From the data below, return each line in which the string "porthole" is found.

» **Stored data entries**
-- Opening Marker --

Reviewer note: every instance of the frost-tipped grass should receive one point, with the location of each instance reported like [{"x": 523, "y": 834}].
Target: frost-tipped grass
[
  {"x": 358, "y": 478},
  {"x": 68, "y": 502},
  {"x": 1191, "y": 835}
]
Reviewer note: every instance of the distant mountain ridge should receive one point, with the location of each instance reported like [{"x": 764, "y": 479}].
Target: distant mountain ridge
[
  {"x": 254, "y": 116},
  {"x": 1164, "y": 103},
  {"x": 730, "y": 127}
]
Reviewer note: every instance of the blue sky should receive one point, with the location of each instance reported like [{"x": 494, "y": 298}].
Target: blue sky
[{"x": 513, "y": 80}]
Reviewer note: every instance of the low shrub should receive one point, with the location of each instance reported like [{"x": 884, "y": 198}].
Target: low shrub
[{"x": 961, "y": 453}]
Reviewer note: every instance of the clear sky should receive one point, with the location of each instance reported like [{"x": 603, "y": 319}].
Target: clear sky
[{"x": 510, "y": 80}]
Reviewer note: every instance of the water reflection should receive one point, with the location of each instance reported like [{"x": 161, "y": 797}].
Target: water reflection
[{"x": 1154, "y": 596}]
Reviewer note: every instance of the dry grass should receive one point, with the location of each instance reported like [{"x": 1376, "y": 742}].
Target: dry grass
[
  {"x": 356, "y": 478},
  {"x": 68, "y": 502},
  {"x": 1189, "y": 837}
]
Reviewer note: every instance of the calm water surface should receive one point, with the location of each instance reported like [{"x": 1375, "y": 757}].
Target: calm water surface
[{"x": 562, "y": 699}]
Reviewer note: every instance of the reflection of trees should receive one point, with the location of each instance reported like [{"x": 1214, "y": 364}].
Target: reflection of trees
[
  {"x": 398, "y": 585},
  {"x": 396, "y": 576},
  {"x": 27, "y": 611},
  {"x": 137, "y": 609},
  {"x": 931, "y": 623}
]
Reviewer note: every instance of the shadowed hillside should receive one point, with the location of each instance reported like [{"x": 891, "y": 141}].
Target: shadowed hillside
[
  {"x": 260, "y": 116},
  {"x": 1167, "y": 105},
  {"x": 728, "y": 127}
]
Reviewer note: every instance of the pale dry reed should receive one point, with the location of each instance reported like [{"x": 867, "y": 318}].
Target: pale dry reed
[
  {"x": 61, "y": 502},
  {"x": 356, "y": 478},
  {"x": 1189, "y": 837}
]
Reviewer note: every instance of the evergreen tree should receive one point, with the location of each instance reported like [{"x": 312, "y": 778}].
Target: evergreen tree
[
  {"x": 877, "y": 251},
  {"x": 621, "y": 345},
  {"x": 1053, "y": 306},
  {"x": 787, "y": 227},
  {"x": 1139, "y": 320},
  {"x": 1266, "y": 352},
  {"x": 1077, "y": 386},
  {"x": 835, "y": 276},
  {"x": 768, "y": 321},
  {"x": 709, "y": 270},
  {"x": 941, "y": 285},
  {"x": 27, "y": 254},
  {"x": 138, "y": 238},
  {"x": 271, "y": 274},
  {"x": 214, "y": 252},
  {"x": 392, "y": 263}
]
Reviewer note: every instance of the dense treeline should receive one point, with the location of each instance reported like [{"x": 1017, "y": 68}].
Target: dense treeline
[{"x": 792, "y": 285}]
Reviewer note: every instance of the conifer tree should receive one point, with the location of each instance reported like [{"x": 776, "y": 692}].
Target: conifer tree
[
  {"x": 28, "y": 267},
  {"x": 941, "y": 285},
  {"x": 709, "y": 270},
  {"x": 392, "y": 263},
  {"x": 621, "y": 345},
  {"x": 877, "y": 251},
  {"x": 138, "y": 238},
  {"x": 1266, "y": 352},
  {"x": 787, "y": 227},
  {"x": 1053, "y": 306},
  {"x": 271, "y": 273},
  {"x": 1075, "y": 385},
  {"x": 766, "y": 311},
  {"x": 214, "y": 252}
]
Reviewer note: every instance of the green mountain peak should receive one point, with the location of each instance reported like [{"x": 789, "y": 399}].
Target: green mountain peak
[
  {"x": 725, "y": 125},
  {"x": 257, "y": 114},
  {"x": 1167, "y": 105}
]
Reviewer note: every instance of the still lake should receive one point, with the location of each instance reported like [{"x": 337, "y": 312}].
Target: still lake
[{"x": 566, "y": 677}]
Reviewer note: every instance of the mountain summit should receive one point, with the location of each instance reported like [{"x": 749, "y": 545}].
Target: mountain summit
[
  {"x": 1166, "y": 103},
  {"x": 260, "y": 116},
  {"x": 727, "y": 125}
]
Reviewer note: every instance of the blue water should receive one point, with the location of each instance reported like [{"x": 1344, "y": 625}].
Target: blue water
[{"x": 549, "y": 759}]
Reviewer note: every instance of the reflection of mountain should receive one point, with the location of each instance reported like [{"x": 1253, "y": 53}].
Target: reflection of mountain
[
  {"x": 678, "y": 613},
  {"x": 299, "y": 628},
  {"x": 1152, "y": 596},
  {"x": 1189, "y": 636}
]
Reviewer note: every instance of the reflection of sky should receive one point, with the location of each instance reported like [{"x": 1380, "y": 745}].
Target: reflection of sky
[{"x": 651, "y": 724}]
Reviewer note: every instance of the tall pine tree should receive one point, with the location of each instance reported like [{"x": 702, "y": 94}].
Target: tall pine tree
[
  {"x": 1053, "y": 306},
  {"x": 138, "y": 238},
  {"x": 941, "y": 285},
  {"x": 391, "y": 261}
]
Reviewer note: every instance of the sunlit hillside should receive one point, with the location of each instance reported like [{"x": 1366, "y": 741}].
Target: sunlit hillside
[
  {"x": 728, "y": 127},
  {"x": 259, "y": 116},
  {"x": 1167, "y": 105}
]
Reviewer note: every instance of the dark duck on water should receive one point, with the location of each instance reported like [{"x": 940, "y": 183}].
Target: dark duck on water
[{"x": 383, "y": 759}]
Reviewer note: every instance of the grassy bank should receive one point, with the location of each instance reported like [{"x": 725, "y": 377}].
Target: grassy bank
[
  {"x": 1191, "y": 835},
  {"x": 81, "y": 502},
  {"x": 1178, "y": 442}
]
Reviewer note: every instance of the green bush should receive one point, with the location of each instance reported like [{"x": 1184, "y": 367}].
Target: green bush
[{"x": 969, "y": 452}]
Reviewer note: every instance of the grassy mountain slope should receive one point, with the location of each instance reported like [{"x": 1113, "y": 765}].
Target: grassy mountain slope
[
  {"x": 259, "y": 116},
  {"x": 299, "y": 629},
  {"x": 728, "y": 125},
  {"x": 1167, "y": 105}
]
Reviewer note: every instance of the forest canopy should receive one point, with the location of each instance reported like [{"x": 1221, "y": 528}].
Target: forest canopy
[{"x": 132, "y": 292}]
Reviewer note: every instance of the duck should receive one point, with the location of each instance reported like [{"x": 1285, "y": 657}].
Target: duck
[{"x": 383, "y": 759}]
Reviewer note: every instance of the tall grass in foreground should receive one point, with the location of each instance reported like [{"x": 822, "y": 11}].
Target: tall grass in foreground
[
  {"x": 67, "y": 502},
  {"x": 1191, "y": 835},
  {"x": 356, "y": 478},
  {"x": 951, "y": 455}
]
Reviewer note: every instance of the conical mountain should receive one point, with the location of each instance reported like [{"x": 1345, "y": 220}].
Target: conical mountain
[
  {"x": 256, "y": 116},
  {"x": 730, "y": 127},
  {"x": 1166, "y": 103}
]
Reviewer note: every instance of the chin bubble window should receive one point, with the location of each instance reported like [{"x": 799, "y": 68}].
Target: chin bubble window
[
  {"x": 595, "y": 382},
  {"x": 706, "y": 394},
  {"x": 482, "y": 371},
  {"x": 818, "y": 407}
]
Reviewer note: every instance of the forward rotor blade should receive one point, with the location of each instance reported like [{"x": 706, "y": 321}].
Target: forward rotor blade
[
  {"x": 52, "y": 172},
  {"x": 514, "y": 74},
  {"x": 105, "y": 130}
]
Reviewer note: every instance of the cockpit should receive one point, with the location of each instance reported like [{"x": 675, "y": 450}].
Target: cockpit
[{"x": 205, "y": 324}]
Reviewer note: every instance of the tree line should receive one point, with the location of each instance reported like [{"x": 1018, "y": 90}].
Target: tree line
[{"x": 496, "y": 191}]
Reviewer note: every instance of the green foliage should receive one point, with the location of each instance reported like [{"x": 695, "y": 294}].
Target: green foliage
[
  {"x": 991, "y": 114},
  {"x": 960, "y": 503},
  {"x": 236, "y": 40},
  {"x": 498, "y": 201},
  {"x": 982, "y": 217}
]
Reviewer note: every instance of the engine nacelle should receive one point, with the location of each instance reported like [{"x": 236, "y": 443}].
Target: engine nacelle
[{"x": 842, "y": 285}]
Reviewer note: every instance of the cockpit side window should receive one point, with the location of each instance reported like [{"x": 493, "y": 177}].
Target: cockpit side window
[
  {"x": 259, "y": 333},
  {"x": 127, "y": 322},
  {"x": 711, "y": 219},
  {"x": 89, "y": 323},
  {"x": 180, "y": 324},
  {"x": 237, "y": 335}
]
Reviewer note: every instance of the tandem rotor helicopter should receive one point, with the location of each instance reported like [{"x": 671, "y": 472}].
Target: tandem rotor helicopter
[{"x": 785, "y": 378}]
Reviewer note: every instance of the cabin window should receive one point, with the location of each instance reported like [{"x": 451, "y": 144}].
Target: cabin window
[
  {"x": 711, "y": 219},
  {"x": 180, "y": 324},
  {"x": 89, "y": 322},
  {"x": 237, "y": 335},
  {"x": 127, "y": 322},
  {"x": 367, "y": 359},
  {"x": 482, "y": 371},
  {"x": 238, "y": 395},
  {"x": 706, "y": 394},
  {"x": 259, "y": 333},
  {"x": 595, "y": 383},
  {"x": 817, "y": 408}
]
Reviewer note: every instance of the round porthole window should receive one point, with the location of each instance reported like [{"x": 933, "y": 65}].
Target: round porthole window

-- Closing Marker --

» **YOUR SOLUTION**
Reviewer note: every instance of the round porthole window should receive one point, with the location of each instance reported like [{"x": 933, "y": 65}].
Target: round porthole window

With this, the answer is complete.